# TASK INPUT start
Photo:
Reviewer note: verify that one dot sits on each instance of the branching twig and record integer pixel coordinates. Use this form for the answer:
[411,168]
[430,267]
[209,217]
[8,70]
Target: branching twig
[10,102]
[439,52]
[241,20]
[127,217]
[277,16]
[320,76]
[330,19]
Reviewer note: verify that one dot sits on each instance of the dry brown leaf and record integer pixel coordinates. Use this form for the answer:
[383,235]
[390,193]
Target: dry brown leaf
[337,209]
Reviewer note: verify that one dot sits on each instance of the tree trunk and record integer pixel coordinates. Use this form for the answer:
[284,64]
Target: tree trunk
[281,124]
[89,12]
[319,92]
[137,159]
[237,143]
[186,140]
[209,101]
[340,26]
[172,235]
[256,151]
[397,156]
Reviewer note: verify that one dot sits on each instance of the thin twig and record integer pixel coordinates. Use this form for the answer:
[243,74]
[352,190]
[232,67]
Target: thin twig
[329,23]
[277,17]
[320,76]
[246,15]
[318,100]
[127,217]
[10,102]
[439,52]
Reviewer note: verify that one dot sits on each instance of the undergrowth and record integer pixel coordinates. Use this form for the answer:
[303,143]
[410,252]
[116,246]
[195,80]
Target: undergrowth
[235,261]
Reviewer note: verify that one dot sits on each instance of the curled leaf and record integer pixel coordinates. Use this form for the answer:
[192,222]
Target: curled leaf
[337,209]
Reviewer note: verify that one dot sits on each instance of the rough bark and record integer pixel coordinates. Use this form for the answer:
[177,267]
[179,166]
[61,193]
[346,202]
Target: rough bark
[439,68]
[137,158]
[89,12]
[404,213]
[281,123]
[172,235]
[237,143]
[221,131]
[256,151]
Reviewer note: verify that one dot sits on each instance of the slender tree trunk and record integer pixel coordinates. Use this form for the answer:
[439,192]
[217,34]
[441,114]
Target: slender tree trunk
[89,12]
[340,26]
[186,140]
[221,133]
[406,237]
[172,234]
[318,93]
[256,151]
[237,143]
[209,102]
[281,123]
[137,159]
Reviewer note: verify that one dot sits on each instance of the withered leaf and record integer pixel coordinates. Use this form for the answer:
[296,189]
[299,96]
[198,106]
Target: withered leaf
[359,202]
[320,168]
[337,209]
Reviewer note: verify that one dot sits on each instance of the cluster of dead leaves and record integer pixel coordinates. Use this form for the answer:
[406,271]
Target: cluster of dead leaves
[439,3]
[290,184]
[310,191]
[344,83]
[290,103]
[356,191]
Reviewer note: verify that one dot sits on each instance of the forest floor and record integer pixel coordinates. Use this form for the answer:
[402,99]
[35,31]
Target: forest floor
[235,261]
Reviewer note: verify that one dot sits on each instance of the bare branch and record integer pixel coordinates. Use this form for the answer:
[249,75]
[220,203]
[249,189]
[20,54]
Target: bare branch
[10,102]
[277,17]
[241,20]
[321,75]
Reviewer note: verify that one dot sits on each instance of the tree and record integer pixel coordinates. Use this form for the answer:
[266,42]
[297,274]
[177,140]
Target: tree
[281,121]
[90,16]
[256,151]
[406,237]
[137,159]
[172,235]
# TASK INPUT end
**GOAL**
Could you recast every line of all the records above as a numbered list, leaving out any blank lines?

**ANSWER**
1. Photo:
2. Reviewer note: verify that one dot sits on each instance of the branching twig and record integer pixel coordinates. Use this form for the answer:
3. [411,168]
4. [430,267]
5. [209,217]
6. [8,70]
7. Target: branching twig
8. [10,102]
9. [439,52]
10. [241,20]
11. [127,217]
12. [277,16]
13. [320,76]
14. [330,19]
15. Reviewer note: verify that one dot sits on each instance of the dry brown leaf and record integer pixel coordinates. Use this form for the answer:
16. [383,235]
17. [390,193]
18. Target: dry brown leaf
19. [337,209]
20. Reviewer note: verify that one dot sits on each instance of the tree trunk and record integer pixel coordinates. Use this form for the answer:
21. [284,64]
22. Target: tree trunk
23. [281,124]
24. [89,12]
25. [319,92]
26. [137,159]
27. [237,143]
28. [186,140]
29. [209,101]
30. [340,26]
31. [172,235]
32. [256,151]
33. [397,156]
34. Reviewer note: verify that one dot sits on each instance of the thin twig and record integer pixel coordinates. Use this form for the answer:
35. [243,74]
36. [352,190]
37. [232,67]
38. Target: thin twig
39. [329,23]
40. [277,17]
41. [320,76]
42. [246,15]
43. [318,100]
44. [127,217]
45. [10,102]
46. [439,52]
47. Reviewer note: verify that one dot sits on each instance of the undergrowth and record integer pixel coordinates. Use this form for the answer:
48. [303,143]
49. [410,252]
50. [116,246]
51. [195,80]
52. Target: undergrowth
53. [235,261]
54. Reviewer note: verify that one dot sits on each instance of the curled leaf and record integer pixel coordinates. Use this form for the answer:
55. [192,222]
56. Target: curled leaf
57. [337,209]
58. Reviewer note: verify that one dot sits on each instance of the rough bark and record integer pixel coordinates. Use this form for the answer:
59. [177,267]
60. [179,166]
61. [61,193]
62. [346,202]
63. Target: rough bark
64. [439,68]
65. [137,158]
66. [89,12]
67. [404,213]
68. [281,123]
69. [172,235]
70. [237,143]
71. [221,131]
72. [256,151]
73. Reviewer note: verify that one dot sits on each instance of the slender tree trunk and record integer pixel coordinates. Use this form for the answer:
74. [439,192]
75. [217,34]
76. [441,114]
77. Target: slender tree trunk
78. [89,12]
79. [340,26]
80. [186,140]
81. [221,133]
82. [406,237]
83. [172,234]
84. [318,93]
85. [256,151]
86. [237,143]
87. [209,102]
88. [281,123]
89. [137,159]
90. Reviewer note: verify that one dot sits on each instance of the withered leaf and record integer pixel coordinates. Use this form for the answer:
91. [296,189]
92. [299,96]
93. [198,106]
94. Target: withered leaf
95. [359,202]
96. [320,168]
97. [337,209]
98. Reviewer note: verify that one dot sits on each instance of the cluster of dead leaves and record integer pixel coordinates. Use this form for the answer:
99. [406,271]
100. Target: cluster of dead leaves
101. [439,3]
102. [290,184]
103. [310,191]
104. [344,83]
105. [290,103]
106. [356,191]
107. Reviewer note: verify that one dot sits on each instance of the forest floor and record integer pixel coordinates. Use this form for the answer:
108. [402,99]
109. [35,31]
110. Target: forest floor
111. [235,261]
112. Reviewer note: verify that one dot sits on each instance of the bare branch and record integer pixel coordinates. Use this form for the answer:
113. [249,75]
114. [220,203]
115. [249,189]
116. [20,54]
117. Target: bare branch
118. [10,102]
119. [277,17]
120. [241,20]
121. [321,75]
122. Reviewer note: verify that one dot sits on each instance of the tree and record integer pixel coordinates. Use this form for the answer:
123. [266,42]
124. [297,274]
125. [177,140]
126. Target: tree
127. [281,121]
128. [90,16]
129. [256,151]
130. [406,237]
131. [137,159]
132. [172,235]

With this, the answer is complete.